- **Recorded information**:
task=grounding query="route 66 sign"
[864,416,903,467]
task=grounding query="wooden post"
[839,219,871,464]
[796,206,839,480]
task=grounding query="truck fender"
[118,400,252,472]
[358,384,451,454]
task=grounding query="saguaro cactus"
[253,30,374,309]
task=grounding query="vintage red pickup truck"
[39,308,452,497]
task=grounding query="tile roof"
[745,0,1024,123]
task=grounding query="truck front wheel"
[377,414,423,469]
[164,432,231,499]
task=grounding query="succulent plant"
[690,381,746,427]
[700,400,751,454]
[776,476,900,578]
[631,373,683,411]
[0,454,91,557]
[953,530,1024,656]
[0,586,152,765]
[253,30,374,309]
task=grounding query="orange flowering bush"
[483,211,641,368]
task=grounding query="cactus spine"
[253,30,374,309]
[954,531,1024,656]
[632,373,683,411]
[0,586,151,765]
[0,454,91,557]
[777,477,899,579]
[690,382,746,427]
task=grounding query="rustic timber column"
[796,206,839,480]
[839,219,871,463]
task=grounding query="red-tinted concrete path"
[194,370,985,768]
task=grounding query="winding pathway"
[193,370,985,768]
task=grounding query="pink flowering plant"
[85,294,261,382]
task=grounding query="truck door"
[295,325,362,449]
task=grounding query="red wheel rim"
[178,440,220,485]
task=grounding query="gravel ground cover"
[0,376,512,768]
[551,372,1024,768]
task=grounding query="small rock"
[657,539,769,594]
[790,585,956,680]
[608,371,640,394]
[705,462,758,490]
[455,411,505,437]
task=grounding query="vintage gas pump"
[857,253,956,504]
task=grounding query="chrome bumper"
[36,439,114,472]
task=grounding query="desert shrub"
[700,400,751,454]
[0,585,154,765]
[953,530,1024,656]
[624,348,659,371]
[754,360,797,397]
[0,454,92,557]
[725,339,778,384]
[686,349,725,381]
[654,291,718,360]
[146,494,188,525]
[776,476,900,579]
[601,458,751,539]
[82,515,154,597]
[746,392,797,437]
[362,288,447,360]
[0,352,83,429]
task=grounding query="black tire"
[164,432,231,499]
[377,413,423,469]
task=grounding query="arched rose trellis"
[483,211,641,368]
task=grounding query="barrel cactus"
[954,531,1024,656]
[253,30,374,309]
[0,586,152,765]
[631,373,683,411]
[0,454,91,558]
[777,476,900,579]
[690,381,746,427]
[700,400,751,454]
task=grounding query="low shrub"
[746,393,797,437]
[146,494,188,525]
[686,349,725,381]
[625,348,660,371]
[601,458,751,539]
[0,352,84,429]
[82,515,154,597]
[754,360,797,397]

- **What to do**:
Retype all of the data above, line for line, with no changes.

- **Answer in full**:
task=grounding query="route 66 sign"
[864,416,903,467]
task=grounding query="wooden post"
[839,219,871,464]
[796,206,839,480]
task=grounding query="truck fender"
[118,400,252,472]
[358,384,451,454]
task=grounding query="saguaro cactus"
[253,30,374,309]
task=grounding query="vintage red pickup truck"
[39,308,452,497]
task=grounding query="tile roof"
[745,0,1024,123]
task=grounding query="truck front wheel"
[377,414,423,469]
[164,432,231,499]
task=grounding query="succulent plant"
[690,381,746,427]
[700,400,751,454]
[776,476,900,578]
[631,373,683,411]
[0,454,91,557]
[953,530,1024,656]
[0,586,152,765]
[253,30,374,309]
task=grounding query="orange flowering bush"
[483,211,641,368]
task=grounding query="cactus spine"
[253,30,374,309]
[954,531,1024,656]
[632,373,683,411]
[0,586,151,765]
[0,454,91,557]
[777,477,899,579]
[690,382,746,427]
task=grounding query="rustic timber column"
[796,206,839,480]
[839,219,871,463]
task=grounding query="red-tinted concrete path"
[194,370,985,768]
task=grounding query="winding pathway"
[193,370,985,768]
task=grounding query="pink flowering plant"
[85,294,261,382]
task=grounding query="truck door"
[295,325,362,449]
task=grounding query="red wheel rim"
[178,440,220,485]
task=grounding query="gravel ground cover"
[0,376,512,768]
[551,372,1024,768]
task=grounding query="small rock"
[657,539,769,594]
[790,585,956,680]
[608,371,640,394]
[705,462,758,490]
[455,411,505,437]
task=grounding query="vintage gas pump"
[857,253,956,504]
task=grounding query="chrome bumper"
[36,439,114,472]
task=grounding query="desert shrub"
[700,400,751,454]
[0,585,154,765]
[953,530,1024,656]
[624,348,659,371]
[754,360,797,397]
[0,454,92,557]
[725,339,778,384]
[686,349,725,381]
[654,291,718,360]
[146,494,188,525]
[776,476,900,579]
[601,458,751,539]
[82,515,154,597]
[746,392,797,437]
[362,288,447,360]
[0,352,83,429]
task=grounding query="black tire"
[164,432,231,499]
[377,413,423,469]
task=grounding query="arched rose trellis"
[483,211,641,368]
task=grounding query="barrel cactus"
[954,531,1024,656]
[253,30,374,309]
[0,586,152,765]
[631,373,683,411]
[0,454,91,558]
[777,476,900,579]
[690,381,746,427]
[700,400,751,454]
task=grounding query="low shrub"
[746,393,797,437]
[146,494,188,525]
[686,349,725,381]
[625,348,660,371]
[601,458,751,539]
[0,352,84,429]
[82,515,154,597]
[754,360,797,397]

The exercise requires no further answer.